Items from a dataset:
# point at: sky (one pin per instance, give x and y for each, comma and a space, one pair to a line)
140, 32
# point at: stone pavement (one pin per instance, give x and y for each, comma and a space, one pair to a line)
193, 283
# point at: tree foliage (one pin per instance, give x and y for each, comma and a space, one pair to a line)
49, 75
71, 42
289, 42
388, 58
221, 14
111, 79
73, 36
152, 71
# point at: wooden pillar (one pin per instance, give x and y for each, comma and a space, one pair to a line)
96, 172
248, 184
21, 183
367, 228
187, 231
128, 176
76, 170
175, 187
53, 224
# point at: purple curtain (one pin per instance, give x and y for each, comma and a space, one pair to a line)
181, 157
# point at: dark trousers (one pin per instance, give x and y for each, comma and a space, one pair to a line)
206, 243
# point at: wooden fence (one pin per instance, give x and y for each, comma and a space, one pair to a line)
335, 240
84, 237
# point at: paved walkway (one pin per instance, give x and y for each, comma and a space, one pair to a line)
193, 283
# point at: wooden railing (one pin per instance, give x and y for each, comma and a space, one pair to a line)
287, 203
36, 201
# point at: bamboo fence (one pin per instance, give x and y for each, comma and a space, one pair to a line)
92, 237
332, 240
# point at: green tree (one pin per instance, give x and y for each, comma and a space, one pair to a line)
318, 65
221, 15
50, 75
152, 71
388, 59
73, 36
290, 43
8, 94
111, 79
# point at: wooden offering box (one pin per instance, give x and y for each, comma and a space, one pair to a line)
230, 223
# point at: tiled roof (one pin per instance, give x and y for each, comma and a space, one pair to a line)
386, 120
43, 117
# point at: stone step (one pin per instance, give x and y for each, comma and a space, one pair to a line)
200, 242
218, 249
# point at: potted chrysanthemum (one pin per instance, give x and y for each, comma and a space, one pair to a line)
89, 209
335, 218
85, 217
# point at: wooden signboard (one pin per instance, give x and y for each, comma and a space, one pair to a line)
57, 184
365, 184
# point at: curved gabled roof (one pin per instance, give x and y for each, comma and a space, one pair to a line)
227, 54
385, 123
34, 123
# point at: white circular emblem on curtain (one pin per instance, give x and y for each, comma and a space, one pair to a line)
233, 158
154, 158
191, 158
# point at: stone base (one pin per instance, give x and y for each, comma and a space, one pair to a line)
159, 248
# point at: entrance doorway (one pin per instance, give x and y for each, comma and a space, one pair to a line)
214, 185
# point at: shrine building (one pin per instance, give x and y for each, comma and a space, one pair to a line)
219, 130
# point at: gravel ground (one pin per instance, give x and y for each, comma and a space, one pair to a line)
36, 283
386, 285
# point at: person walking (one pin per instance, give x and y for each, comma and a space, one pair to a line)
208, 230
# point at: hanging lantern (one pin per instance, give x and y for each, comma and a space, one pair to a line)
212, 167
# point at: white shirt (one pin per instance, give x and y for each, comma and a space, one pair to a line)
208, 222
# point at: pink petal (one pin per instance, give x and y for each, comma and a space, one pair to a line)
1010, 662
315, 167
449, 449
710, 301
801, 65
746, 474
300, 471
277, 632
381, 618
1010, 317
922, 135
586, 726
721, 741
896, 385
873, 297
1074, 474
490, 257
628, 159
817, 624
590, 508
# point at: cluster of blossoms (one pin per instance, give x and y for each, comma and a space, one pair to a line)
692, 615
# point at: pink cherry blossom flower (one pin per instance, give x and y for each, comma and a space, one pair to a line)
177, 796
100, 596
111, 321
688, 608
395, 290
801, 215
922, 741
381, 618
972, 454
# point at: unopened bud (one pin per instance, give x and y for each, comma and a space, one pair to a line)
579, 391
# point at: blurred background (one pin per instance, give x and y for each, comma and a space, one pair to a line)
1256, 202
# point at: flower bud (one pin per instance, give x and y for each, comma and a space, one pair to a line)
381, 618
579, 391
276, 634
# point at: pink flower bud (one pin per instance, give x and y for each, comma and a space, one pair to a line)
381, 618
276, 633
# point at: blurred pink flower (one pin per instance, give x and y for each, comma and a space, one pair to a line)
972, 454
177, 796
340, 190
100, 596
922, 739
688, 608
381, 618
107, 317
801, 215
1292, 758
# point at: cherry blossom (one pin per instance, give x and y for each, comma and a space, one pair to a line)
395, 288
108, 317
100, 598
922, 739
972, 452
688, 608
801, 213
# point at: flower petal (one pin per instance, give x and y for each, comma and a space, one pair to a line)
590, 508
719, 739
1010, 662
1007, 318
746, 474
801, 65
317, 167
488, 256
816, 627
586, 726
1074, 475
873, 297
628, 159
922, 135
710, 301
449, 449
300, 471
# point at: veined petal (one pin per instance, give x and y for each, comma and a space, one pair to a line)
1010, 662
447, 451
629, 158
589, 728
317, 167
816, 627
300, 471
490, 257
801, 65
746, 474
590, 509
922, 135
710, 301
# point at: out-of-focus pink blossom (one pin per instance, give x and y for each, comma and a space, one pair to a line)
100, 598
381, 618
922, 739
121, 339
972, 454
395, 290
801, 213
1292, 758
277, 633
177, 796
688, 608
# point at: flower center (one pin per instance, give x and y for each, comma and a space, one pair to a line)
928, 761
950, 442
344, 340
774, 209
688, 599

▸ Written instruction:
Return all of the data precisely as it appears.

▸ Correct result:
# point at: sky (one pin per instance, give x and y for each, comma and a space, one pair to a line)
140, 32
# point at: stone pavement (one pin per instance, give x and y for each, comma and a space, one pair to a line)
193, 283
# point at: tree foliage (one pin per instance, give x and y for each, comma and a space, one pair to a line)
49, 75
71, 42
289, 42
388, 58
221, 14
111, 79
73, 36
152, 71
# point at: wooden pillar (one pin per instance, give x and y for each, comma and a space, one pair to a line)
96, 172
248, 184
21, 183
367, 228
187, 231
128, 176
76, 170
175, 187
53, 224
# point at: purple curtain (one pin per instance, give x and y for each, comma and a space, one pair to a line)
181, 157
# point at: dark trousers (one pin per instance, give x and y for each, comma and a space, one pair to a line)
206, 243
# point at: wooden fence (one pin per instance, give x and y for each, comma and a space, one pair to a line)
335, 240
84, 237
# point at: paved walkway (one pin per instance, give x and y for each, comma and a space, one pair to a line)
193, 283
# point at: wooden railing (one pin per instance, give x and y for each, comma and a space, one pair to a line)
287, 203
36, 201
# point at: bamboo fence (one pin per instance, give x and y for each, comma and a space, one pair to a line)
92, 237
332, 240
# point at: green tree (one pin per instance, give x and y for each, comma and a space, one pair to a line)
318, 65
221, 15
50, 75
152, 71
388, 59
73, 36
290, 43
8, 94
111, 79
# point at: wooden offering box (one pin per instance, give x and y for each, comma and a space, one pair to a line)
230, 223
# point at: tiled roof (one pin per instance, give x and y for each, comma and a space, one pair to a line)
386, 120
43, 117
# point at: stone step (one pin per instance, give x and y for each, comma and a space, one pair to a line)
200, 242
218, 249
# point at: potted chrysanthemum (one pin per instance, give x and y for each, comma and a space, one pair to a line)
89, 209
335, 218
85, 217
# point at: wooden signboard (one pin per instance, give x and y for each, comma and a space, one pair to a line)
57, 184
365, 184
# point at: curved gabled roof (one pin per instance, give x and y for each, comma and a space, one pair to a line)
227, 54
385, 123
34, 123
# point at: white circular emblem on curtain (one pin per instance, give x and y for each, comma and a space, one pair to a line)
233, 158
154, 158
191, 158
# point at: stone base (one pin per instance, give x and y for each, comma and a space, one pair to a line)
159, 248
# point at: entrance doorway (one pin per instance, give x and y for each, comma and a space, one pair to a line)
214, 185
# point at: shrine building (one pin per instance, give x and y for each, comma and a space, one pair to a line)
219, 130
# point at: gravel ground (one pin per instance, give x and y for each, comma and a space, one pair to a line)
36, 283
386, 285
# point at: person walking (one pin per instance, give x and y for each, comma and a space, one pair to a line)
208, 230
# point at: hanging lantern (one pin per instance, give x and y for each, comma and a space, one pair to a line)
212, 167
# point at: white shirt (one pin per instance, give x and y for each, comma and a space, one pair to a line)
208, 222
# point at: pink petal (one pin per instance, give x and y for each, comma and a space, one pair to a line)
1010, 662
315, 167
449, 449
710, 301
801, 65
746, 474
300, 471
277, 632
381, 618
1010, 317
922, 135
586, 726
721, 741
896, 385
873, 297
1074, 474
490, 257
628, 159
817, 624
590, 508
# point at: cluster of blossoms (one pin per instance, give x and y for each, comma and a space, one pair to a line)
692, 615
# point at: pink cherry blossom flower (one pin per instance, give x and y for each, comma and a space, one pair to a line)
177, 796
100, 596
111, 321
688, 608
395, 290
801, 215
922, 741
381, 618
972, 454
# point at: unopened bud (one pin per instance, give x and y for each, comma and a space, one pair to a line)
579, 391
# point at: blurred background (one pin per instance, give x and y for each, comma and a space, one pair to a line)
1256, 202
# point at: flower bud (one pin per instance, give x and y for each, comma and a space, one pair to a line)
381, 618
579, 391
276, 634
# point at: pink flower bud (one pin per instance, give x and y for each, comma and a space, one pair to a line)
381, 618
276, 633
# point at: blurred pink flower (one pin per instance, give x and y for each, comma and a space, one pair to a line)
972, 454
177, 796
340, 190
100, 596
922, 739
688, 608
381, 618
107, 317
801, 215
1292, 758
# point at: cherry blossom (one pin per instance, give x and y for each, comma and a space, one pair to a line)
395, 288
108, 317
100, 598
922, 739
972, 452
688, 608
801, 213
# point at: flower petal (one pin per instance, give x and y for each, comma and a space, one pair to a line)
590, 508
719, 739
1010, 662
1007, 318
746, 474
801, 65
317, 167
488, 256
816, 627
586, 726
1074, 475
873, 297
628, 159
922, 135
710, 301
449, 449
300, 471
# point at: veined petal (one pin per instance, give x and y for each, comma and a space, one pair to a line)
1010, 662
447, 451
629, 158
589, 728
317, 167
816, 627
300, 471
490, 257
801, 65
746, 474
590, 509
922, 135
710, 301
# point at: out-of-focus pink blossom (one pin per instance, give x and y for each, comma and a space, one pair to a line)
100, 598
381, 618
922, 739
121, 339
972, 454
395, 290
801, 213
1292, 758
277, 633
177, 796
688, 608
# point at: flower center (one pin per instance, give x and y for each, comma and a space, one pair to a line)
928, 761
950, 442
344, 340
774, 209
688, 599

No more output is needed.